**** Dataset records ****

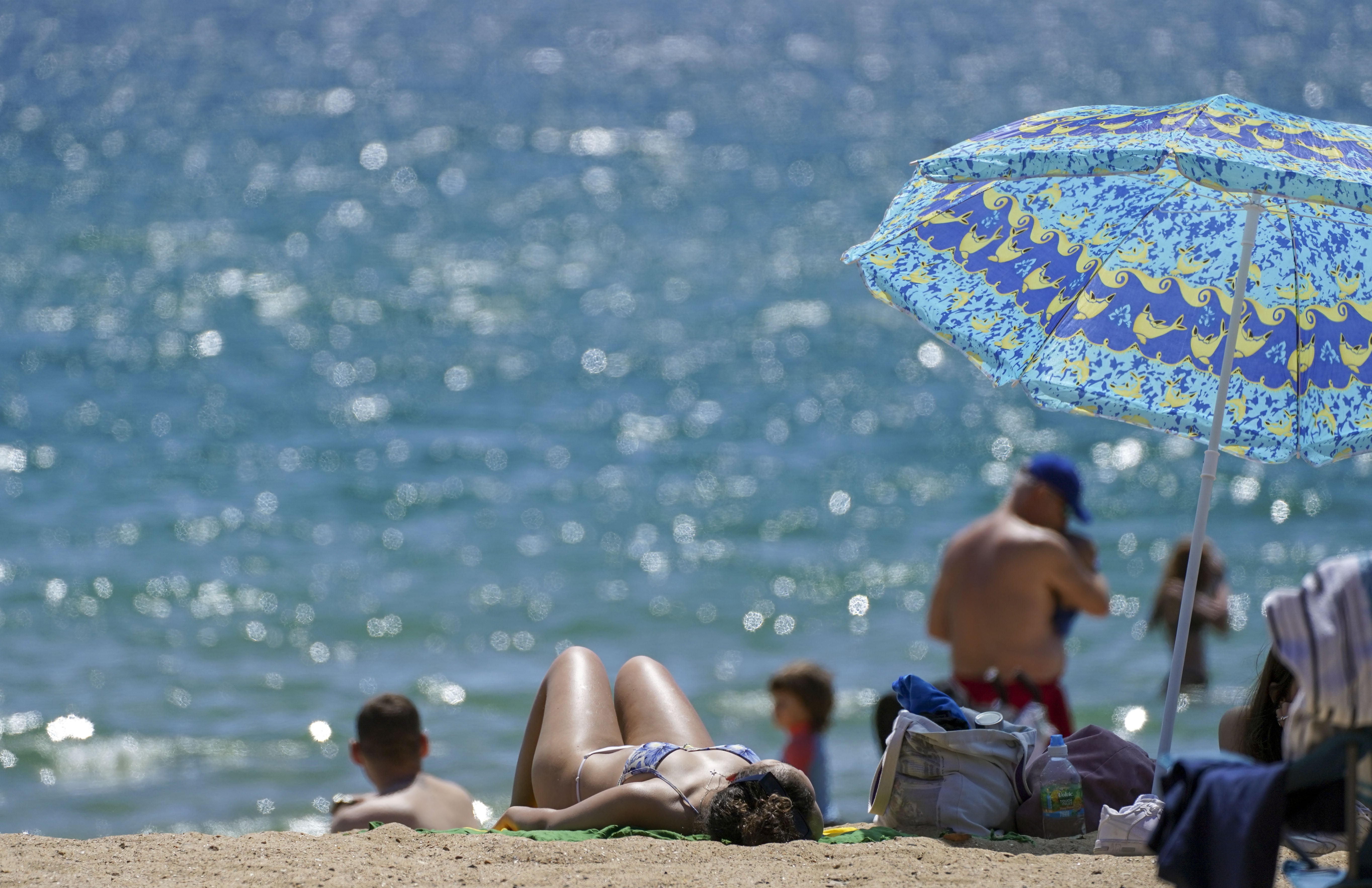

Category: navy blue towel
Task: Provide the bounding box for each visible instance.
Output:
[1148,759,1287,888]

****
**** Dataset records ****

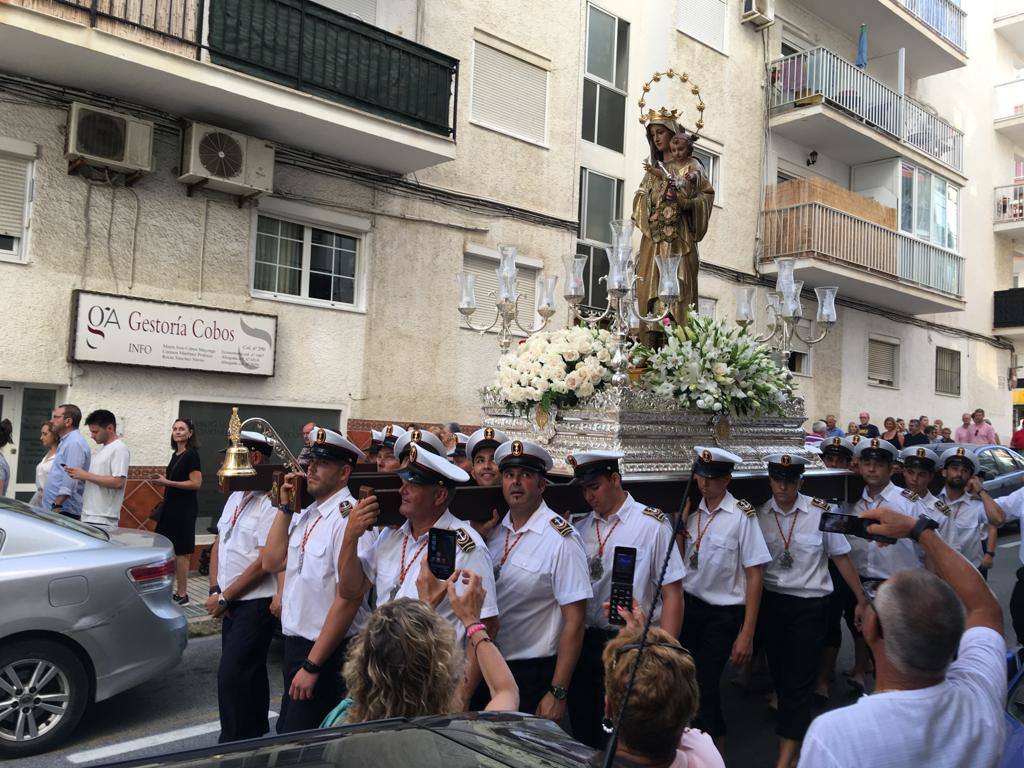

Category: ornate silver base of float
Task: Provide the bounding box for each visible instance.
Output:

****

## What you are asked to do
Recast everything in the records from the line containing "Category: navy blue towel" down to the line containing "[1148,759,1287,888]", both included, as a Markdown table with the columns Row and Line. Give each line its own numbered row and leave out any blank lines.

## Reply
| Row | Line |
|---|---|
| 1 | Category: navy blue towel |
| 2 | Task: Provide the bounding box for each visible instance. |
| 3 | Output: |
| 4 | [1148,759,1287,888] |